╔══
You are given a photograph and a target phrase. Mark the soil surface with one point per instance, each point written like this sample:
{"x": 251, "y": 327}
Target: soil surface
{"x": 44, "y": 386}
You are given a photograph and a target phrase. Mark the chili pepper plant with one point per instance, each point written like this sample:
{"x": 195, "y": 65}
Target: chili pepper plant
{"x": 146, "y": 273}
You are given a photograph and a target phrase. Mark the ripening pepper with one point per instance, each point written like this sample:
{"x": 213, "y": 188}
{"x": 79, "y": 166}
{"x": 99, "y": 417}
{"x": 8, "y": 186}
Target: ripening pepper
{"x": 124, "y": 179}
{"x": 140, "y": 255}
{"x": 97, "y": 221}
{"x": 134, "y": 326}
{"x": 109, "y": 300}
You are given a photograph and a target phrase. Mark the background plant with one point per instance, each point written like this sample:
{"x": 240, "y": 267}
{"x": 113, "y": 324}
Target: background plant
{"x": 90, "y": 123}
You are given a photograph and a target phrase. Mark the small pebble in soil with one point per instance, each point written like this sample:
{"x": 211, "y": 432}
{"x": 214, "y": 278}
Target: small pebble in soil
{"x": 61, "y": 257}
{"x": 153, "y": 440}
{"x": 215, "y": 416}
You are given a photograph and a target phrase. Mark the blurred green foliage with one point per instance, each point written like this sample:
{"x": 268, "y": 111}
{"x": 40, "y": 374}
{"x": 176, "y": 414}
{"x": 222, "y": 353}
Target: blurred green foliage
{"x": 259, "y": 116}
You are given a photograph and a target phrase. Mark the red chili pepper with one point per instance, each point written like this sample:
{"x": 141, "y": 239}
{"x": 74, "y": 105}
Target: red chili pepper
╚══
ACTION ITEM — Each line holding "with" in the records should be copied out.

RESULT OF THE EXERCISE —
You are given a photograph and a target phrase. Mark the soil surface with one point per instance, each point written like this sample:
You are given a photograph and a target phrase. Mark the chili pepper plant with one point per instance, each point written like this sample:
You are given a photograph and a target phrase. Mark the ripening pepper with one point per instance, each point written like this sample:
You are given a photograph and a target phrase. Mark the background plant with one point per instance, each point written like this sample:
You are given a photograph and a target phrase. Mark the small pebble in soil with one point per instance, each point written like this sample:
You are given a photograph and a target phrase. Mark the blurred green foliage with one point per instance, each point written like this sample:
You are given a photograph and a target phrase. Mark the red chili pepper with one point per instance, each point written like this sample:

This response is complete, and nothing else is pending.